2. Services. In consideration of the Companys engagement of Contractor as an independent contractor, and for other good and valuable consideration as set forth on Exhibit A the receipt and sufficiency of which Contractor hereby acknowledges, Contractor hereby agrees to the following. For purposes of this Agreement, the term Work Product shall mean all tangible items created or developed by Contractor during or as the result of Contractors engagement by the Company and within the scope of Contractors engagement, as well as all non-copyrightable ideas and inventions conceived or created by Contractor during the course of such activities, whether or not reduced to tangible form, and all Intellectual Property Rights (as defined below) in and to any of the foregoing. The term Work Product shall include all such items and materials even though created or developed by Contractor after working hours, away from the Companys premises or on an unsupervised basis, and whether created by Contractor or with others as long as such items and materials are within the scope of Contractors engagement.
3. Ownership Rights. Contractor acknowledges and agrees that all rights in and to the Work Product, including all the tangible copies thereof, shall belong exclusively to the Company. By way of example and not limitation, the Company will be the exclusive owner of all intellectual property rights which may be applicable to the Work Product, including without limitation all copyrights, patents, trade secrets, trademarks, servicemarks, trade dress and other similar rights (collectively, Intellectual Property Rights). In this regard, all copyrightable Work Product is to be considered a work made for hire on behalf of the Company whose ownership will vest exclusively with the Company on its creation. Contractor hereby assigns all patentable inventions to the Company. To the extent any Work Product may not, by operation of law or this Agreement, be considered a work made for hire, Contractor upon the creation of all items of such Work Product automatically assigns, without further consideration, the exclusive ownership thereof to the Company. Contractor also irrevocably relinquishes to or licenses to Company, whichever is most expansive but enforceable at law, for the benefit of the Company and its assigns any moral rights in the Work Product which may be recognized by applicable law.
4. Further Acts. Upon the request of the Company, during or after Contractors engagement as an independent contractor, Contractor agrees to perform such further acts as may be necessary or desirable to transfer, perfect, and defend the Companys rights, including without limitation by (1) executing, acknowledging, and delivering any requested affidavits and documents of assignment or conveyance, (2) obtaining and/or aiding in the enforcement of any Intellectual Property Rights with respect to the Work Product in any country, and (3) providing testimony in connection with any proceeding affecting the rights of the Company in any Work Product. This document shall function as a limited power of attorney in favor of Company to accomplish the acts set forth in this paragraph.

RAW DATA

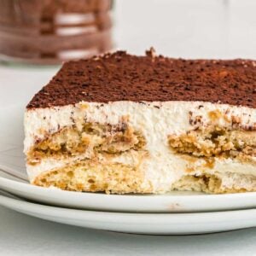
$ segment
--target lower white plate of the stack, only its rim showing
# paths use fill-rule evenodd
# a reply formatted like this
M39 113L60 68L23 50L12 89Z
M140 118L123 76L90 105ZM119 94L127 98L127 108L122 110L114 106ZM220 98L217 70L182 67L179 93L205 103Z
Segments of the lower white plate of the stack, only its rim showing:
M0 195L0 205L62 224L137 234L189 235L256 226L256 209L197 213L92 212L49 207L7 195Z

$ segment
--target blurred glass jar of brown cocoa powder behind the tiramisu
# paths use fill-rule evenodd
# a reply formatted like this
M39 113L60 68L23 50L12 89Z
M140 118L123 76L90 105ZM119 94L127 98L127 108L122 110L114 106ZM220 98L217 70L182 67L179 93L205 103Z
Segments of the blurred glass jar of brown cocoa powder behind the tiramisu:
M112 0L0 0L0 60L58 64L112 48Z

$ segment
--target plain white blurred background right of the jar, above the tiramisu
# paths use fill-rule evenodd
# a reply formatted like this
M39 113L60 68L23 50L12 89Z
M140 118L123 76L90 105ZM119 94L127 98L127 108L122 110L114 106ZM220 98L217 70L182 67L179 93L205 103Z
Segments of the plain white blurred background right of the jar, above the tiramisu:
M137 54L256 59L255 14L254 0L116 0L114 39Z

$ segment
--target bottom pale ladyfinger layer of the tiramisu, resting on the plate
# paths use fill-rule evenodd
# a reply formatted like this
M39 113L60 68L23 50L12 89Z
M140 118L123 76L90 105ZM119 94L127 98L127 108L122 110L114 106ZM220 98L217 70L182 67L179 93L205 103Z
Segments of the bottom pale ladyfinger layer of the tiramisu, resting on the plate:
M255 168L255 166L254 166ZM172 170L170 177L172 180ZM255 174L255 173L254 173ZM146 169L121 163L101 164L90 160L43 172L33 183L73 191L102 191L106 193L166 193L172 190L190 190L207 193L236 193L255 191L256 176L243 172L181 173L166 186L155 186Z

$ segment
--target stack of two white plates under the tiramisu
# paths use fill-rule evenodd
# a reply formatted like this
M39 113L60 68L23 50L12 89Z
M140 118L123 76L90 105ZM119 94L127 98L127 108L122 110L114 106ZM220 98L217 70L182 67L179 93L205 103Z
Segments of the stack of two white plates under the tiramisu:
M28 183L22 154L22 108L0 110L0 205L38 218L99 230L199 234L256 226L256 193L105 195Z

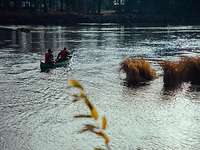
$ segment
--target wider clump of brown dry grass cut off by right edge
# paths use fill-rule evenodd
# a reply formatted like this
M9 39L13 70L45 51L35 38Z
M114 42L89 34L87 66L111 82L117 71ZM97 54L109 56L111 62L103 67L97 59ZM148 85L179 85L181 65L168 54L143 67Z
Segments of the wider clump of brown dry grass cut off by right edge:
M176 86L182 82L200 84L200 57L183 57L179 61L162 61L165 86Z

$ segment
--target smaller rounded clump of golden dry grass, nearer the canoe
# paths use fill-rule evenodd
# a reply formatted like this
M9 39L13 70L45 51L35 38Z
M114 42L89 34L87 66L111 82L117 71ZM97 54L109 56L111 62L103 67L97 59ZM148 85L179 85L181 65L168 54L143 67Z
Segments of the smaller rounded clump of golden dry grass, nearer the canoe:
M126 58L120 64L120 70L126 73L128 84L137 84L156 78L156 71L150 63L143 58Z

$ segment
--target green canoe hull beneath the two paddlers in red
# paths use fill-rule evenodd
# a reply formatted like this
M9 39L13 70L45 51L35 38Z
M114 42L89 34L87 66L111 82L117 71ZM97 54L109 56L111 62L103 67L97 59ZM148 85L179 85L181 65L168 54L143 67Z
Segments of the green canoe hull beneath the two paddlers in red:
M40 69L41 72L48 72L50 69L58 68L58 67L65 67L70 60L71 57L66 59L65 61L56 62L54 65L46 64L44 62L40 62Z

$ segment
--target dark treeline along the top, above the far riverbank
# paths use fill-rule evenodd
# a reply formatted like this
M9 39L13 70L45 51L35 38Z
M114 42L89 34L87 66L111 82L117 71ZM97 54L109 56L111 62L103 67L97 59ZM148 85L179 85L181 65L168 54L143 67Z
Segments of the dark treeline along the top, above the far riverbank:
M200 0L0 0L4 10L74 12L83 14L115 10L118 13L198 15Z

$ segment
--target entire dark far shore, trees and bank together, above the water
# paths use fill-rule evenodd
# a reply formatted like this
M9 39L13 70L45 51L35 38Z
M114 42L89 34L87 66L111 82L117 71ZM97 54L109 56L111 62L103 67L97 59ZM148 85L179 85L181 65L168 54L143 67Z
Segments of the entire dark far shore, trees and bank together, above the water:
M200 0L0 0L0 8L1 24L200 23Z

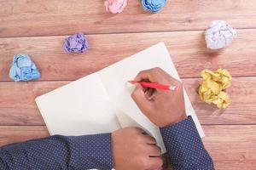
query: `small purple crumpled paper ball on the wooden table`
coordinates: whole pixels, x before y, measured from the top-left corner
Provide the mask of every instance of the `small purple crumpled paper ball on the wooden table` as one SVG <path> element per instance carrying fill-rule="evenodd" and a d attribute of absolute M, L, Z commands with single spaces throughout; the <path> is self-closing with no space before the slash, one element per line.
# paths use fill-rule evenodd
<path fill-rule="evenodd" d="M 67 53 L 84 53 L 89 47 L 84 33 L 79 32 L 72 37 L 67 37 L 64 41 L 63 48 Z"/>

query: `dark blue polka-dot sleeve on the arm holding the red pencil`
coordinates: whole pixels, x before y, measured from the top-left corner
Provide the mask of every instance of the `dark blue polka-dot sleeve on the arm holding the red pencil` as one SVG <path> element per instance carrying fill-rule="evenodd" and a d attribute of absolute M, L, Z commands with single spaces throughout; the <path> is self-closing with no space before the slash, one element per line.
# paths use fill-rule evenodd
<path fill-rule="evenodd" d="M 191 116 L 160 128 L 174 170 L 213 170 L 213 162 L 201 141 Z"/>

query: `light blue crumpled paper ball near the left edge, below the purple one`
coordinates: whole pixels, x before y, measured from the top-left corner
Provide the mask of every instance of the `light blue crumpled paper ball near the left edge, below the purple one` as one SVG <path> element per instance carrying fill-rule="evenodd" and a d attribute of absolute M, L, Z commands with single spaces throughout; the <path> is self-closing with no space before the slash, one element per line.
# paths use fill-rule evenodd
<path fill-rule="evenodd" d="M 9 70 L 9 77 L 15 82 L 30 81 L 39 78 L 40 72 L 28 54 L 16 54 Z"/>

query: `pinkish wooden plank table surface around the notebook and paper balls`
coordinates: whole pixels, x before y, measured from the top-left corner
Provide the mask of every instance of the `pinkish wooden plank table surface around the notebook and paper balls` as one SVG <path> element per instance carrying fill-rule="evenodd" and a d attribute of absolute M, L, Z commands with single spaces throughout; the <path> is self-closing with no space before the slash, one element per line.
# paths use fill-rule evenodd
<path fill-rule="evenodd" d="M 121 14 L 106 13 L 103 0 L 0 0 L 0 6 L 0 145 L 49 135 L 34 102 L 38 95 L 166 42 L 216 169 L 256 169 L 256 0 L 169 0 L 159 14 L 144 12 L 138 0 Z M 227 20 L 238 33 L 218 52 L 204 41 L 212 20 Z M 63 39 L 78 31 L 88 35 L 90 50 L 65 54 Z M 40 79 L 9 79 L 19 53 L 32 56 Z M 206 105 L 196 92 L 201 70 L 219 67 L 234 77 L 226 110 Z"/>

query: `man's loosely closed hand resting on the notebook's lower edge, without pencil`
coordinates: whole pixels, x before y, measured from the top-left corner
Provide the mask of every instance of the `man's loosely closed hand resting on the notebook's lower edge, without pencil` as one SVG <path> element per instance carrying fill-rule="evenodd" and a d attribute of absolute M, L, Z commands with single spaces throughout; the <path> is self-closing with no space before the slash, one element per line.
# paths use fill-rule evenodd
<path fill-rule="evenodd" d="M 112 133 L 113 163 L 116 170 L 157 170 L 163 164 L 154 138 L 137 127 Z"/>

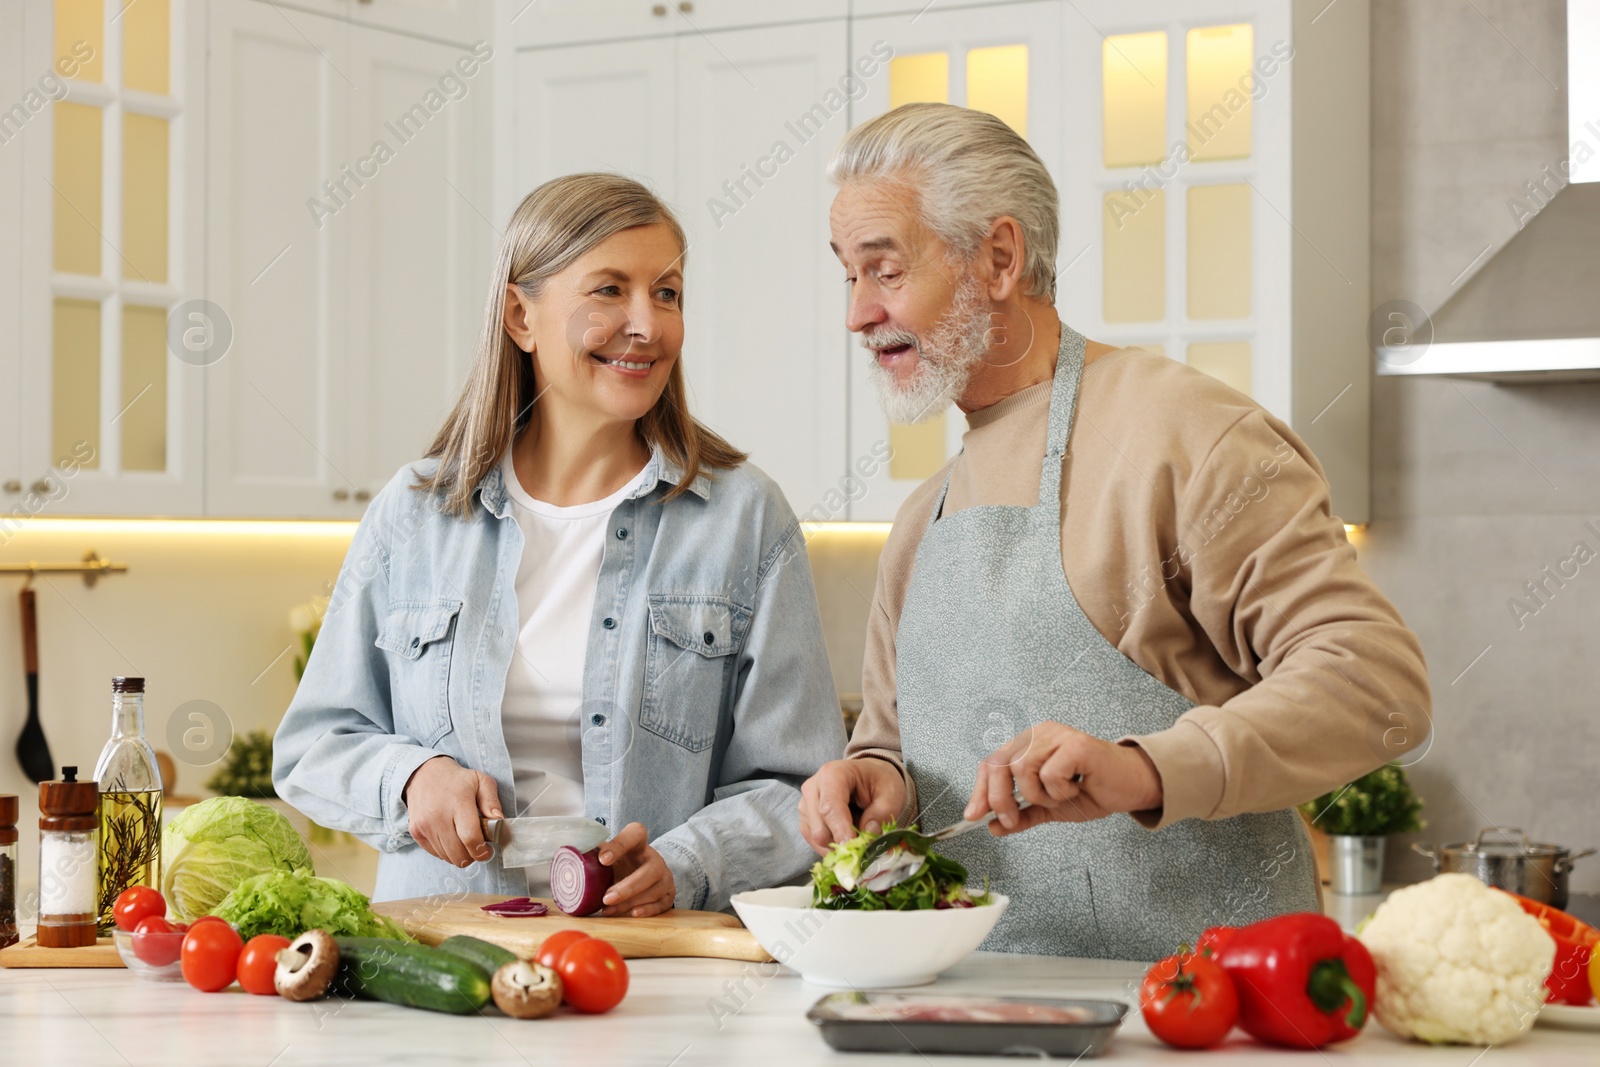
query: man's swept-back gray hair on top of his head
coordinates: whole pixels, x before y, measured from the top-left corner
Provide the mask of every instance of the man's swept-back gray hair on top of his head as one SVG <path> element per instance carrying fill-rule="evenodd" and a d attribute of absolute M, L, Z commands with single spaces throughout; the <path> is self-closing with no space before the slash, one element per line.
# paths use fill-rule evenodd
<path fill-rule="evenodd" d="M 1056 182 L 1027 141 L 994 115 L 902 104 L 845 134 L 827 176 L 838 184 L 904 184 L 917 194 L 923 226 L 968 258 L 995 219 L 1011 216 L 1022 227 L 1026 293 L 1054 299 Z"/>

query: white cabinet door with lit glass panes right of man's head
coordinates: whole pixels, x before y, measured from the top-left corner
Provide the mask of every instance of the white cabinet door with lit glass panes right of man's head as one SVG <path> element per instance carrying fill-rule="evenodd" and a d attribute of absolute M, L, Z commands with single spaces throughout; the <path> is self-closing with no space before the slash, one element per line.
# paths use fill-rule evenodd
<path fill-rule="evenodd" d="M 1064 285 L 1059 307 L 1099 341 L 1187 362 L 1286 418 L 1293 50 L 1280 8 L 1077 5 L 1066 125 L 1090 150 L 1067 157 L 1062 248 L 1098 269 Z M 1283 358 L 1256 358 L 1262 344 Z"/>

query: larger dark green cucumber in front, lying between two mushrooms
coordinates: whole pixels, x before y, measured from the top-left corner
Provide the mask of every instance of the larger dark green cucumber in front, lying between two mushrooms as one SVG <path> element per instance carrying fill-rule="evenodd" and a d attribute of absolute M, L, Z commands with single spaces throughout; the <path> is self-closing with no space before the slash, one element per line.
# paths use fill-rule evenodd
<path fill-rule="evenodd" d="M 387 937 L 334 937 L 333 989 L 406 1008 L 470 1016 L 490 1003 L 490 973 L 470 960 Z"/>

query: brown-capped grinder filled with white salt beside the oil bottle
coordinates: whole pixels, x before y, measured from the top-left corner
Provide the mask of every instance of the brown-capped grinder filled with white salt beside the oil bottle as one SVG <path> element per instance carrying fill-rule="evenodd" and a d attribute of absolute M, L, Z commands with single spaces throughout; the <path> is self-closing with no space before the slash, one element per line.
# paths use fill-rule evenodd
<path fill-rule="evenodd" d="M 38 784 L 38 944 L 93 945 L 96 936 L 99 787 L 61 768 L 59 782 Z"/>

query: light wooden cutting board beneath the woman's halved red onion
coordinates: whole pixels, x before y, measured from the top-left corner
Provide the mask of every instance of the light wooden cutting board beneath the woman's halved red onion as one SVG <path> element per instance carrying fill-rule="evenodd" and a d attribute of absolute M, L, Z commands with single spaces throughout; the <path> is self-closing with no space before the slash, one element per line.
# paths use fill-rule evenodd
<path fill-rule="evenodd" d="M 446 902 L 427 897 L 384 901 L 373 910 L 400 923 L 422 944 L 437 945 L 453 934 L 482 937 L 531 958 L 539 942 L 558 929 L 581 929 L 590 937 L 610 941 L 626 958 L 640 957 L 707 957 L 712 960 L 771 960 L 755 936 L 733 915 L 720 912 L 670 910 L 650 918 L 573 918 L 550 901 L 549 915 L 538 918 L 502 918 L 482 907 L 506 897 L 474 893 Z M 538 897 L 536 897 L 538 899 Z"/>

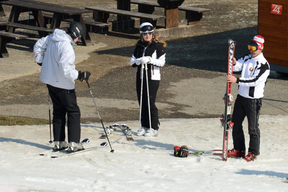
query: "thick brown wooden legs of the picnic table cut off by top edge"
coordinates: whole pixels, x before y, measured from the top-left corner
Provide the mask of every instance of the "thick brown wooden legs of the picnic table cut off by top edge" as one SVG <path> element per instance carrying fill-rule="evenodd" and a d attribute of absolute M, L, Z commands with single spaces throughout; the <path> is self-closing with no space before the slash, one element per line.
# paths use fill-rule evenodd
<path fill-rule="evenodd" d="M 115 0 L 117 1 L 117 9 L 130 11 L 130 0 Z M 164 8 L 165 11 L 165 28 L 178 27 L 178 7 L 182 5 L 184 0 L 157 0 L 158 4 Z M 120 20 L 119 20 L 120 19 Z M 117 20 L 123 21 L 124 16 L 117 17 Z"/>

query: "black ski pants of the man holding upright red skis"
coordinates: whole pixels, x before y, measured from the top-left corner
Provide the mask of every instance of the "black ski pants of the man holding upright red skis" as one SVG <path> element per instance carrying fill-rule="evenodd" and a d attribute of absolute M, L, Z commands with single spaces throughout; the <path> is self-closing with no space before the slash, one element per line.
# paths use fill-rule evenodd
<path fill-rule="evenodd" d="M 248 133 L 250 137 L 248 152 L 251 152 L 254 155 L 260 154 L 260 130 L 258 121 L 261 106 L 261 98 L 250 99 L 239 94 L 237 95 L 232 114 L 232 122 L 234 123 L 232 137 L 235 150 L 246 151 L 242 123 L 244 118 L 247 117 Z"/>

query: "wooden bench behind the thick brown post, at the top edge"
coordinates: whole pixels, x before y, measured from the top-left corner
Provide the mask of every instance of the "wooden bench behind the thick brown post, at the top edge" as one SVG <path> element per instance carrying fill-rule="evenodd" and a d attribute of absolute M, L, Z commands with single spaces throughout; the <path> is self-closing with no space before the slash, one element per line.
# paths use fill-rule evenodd
<path fill-rule="evenodd" d="M 131 0 L 131 3 L 138 5 L 138 12 L 140 13 L 152 14 L 155 7 L 161 7 L 157 2 L 149 0 Z M 211 11 L 211 9 L 190 6 L 179 6 L 178 10 L 186 12 L 187 25 L 200 23 L 203 18 L 203 12 Z"/>

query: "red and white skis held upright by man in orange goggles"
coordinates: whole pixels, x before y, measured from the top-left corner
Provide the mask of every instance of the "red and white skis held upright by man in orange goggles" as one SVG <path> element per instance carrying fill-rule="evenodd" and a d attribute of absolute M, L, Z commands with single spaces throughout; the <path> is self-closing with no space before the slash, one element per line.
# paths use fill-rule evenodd
<path fill-rule="evenodd" d="M 236 42 L 232 39 L 229 39 L 229 53 L 228 53 L 228 75 L 233 74 L 233 57 L 235 51 Z M 221 126 L 224 128 L 223 134 L 223 152 L 222 152 L 222 161 L 227 161 L 227 152 L 228 152 L 228 138 L 229 138 L 229 129 L 232 129 L 232 117 L 231 117 L 231 105 L 233 102 L 233 96 L 231 94 L 232 83 L 227 82 L 226 93 L 224 94 L 223 100 L 225 103 L 225 112 L 222 114 Z"/>

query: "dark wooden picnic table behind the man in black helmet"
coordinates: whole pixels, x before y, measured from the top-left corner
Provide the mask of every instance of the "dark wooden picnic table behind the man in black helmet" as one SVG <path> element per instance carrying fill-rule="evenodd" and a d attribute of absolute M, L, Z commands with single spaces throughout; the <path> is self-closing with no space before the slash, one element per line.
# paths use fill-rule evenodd
<path fill-rule="evenodd" d="M 52 22 L 50 24 L 51 29 L 59 28 L 61 22 L 65 19 L 73 19 L 76 22 L 80 22 L 86 28 L 82 14 L 93 12 L 91 10 L 55 5 L 51 3 L 39 2 L 34 0 L 8 0 L 0 2 L 0 4 L 12 6 L 8 22 L 12 22 L 15 24 L 17 23 L 26 25 L 32 24 L 34 26 L 37 25 L 42 28 L 47 28 L 47 25 L 44 22 L 45 20 L 42 15 L 42 11 L 51 12 L 53 13 Z M 29 20 L 31 19 L 26 21 L 19 21 L 19 15 L 22 12 L 32 12 L 35 19 L 34 22 L 29 23 Z M 15 28 L 8 27 L 7 31 L 14 32 Z M 90 39 L 88 30 L 86 30 L 86 34 L 84 35 L 84 37 L 81 38 L 81 41 L 86 46 L 92 45 L 92 41 Z"/>

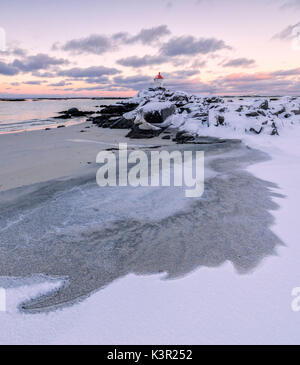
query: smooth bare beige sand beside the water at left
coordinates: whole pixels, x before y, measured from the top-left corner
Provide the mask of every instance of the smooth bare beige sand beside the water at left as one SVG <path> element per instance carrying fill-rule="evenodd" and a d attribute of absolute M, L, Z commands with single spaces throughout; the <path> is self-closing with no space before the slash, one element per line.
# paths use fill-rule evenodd
<path fill-rule="evenodd" d="M 162 143 L 161 138 L 132 141 L 125 138 L 127 133 L 85 122 L 49 131 L 0 134 L 0 191 L 81 173 L 88 163 L 95 163 L 99 151 L 121 142 L 129 146 L 172 144 Z"/>

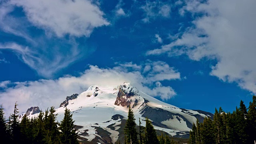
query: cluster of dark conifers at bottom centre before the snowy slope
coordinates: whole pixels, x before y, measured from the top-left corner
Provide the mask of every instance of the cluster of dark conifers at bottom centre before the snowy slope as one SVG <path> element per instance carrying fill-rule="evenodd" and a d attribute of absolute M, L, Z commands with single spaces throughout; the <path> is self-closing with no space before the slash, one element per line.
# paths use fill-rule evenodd
<path fill-rule="evenodd" d="M 146 126 L 141 126 L 141 122 L 139 120 L 139 130 L 136 130 L 136 122 L 135 122 L 134 114 L 132 109 L 129 107 L 128 119 L 126 122 L 126 126 L 124 128 L 125 136 L 124 136 L 124 144 L 178 144 L 174 140 L 170 140 L 168 136 L 157 136 L 156 130 L 152 125 L 151 121 L 146 118 Z M 116 142 L 116 144 L 120 144 Z"/>

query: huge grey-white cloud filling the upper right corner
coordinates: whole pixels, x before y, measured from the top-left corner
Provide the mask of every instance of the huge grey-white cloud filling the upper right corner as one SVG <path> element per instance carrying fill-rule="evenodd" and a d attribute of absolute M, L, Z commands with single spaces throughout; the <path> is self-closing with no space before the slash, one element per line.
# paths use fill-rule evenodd
<path fill-rule="evenodd" d="M 196 16 L 180 38 L 147 54 L 186 54 L 192 60 L 217 60 L 210 74 L 225 82 L 236 82 L 256 94 L 255 0 L 185 0 L 182 15 Z"/>

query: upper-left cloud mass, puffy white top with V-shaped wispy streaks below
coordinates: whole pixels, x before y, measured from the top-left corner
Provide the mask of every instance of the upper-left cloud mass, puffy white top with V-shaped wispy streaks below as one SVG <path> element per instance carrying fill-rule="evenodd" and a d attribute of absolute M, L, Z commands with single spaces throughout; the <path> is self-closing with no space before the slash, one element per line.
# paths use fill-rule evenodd
<path fill-rule="evenodd" d="M 23 17 L 12 14 L 17 7 Z M 0 29 L 26 42 L 0 41 L 0 49 L 12 50 L 38 74 L 51 78 L 95 50 L 80 45 L 77 37 L 89 37 L 94 28 L 109 24 L 90 0 L 6 0 L 0 4 Z M 38 30 L 36 36 L 31 28 Z"/>

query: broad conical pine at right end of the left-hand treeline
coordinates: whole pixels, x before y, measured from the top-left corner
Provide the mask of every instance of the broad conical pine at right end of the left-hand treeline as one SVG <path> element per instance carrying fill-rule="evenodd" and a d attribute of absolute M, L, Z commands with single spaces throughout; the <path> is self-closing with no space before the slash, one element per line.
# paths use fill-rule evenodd
<path fill-rule="evenodd" d="M 69 109 L 65 109 L 64 118 L 60 122 L 60 140 L 62 144 L 79 144 L 77 132 Z"/>

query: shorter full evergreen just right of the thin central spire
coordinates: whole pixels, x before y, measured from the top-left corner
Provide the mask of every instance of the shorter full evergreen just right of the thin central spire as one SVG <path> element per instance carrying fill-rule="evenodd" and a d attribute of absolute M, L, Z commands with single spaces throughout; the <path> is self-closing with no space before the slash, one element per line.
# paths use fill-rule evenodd
<path fill-rule="evenodd" d="M 157 139 L 156 130 L 154 129 L 154 126 L 151 124 L 151 121 L 146 118 L 146 144 L 159 144 L 159 141 Z"/>

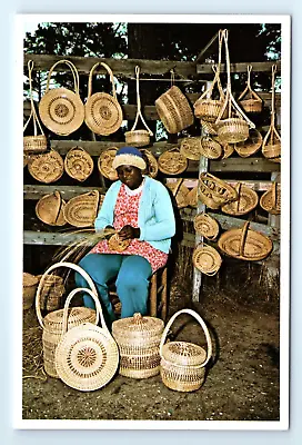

PROBLEM REQUIREMENTS
Answer these from the contract excerpt above.
(a) Under Services, does Work Product still count if Contractor creates it after working hours or away from the Company's premises?
(b) Under Ownership Rights, what is all copyrightable Work Product to be considered?
(c) Under Further Acts, what does the document function as?

WRITTEN SOLUTION
(a) Yes, as long as the items and materials are within the scope of Contractor's engagement.
(b) A work made for hire on behalf of the Company.
(c) A limited power of attorney in favor of the Company.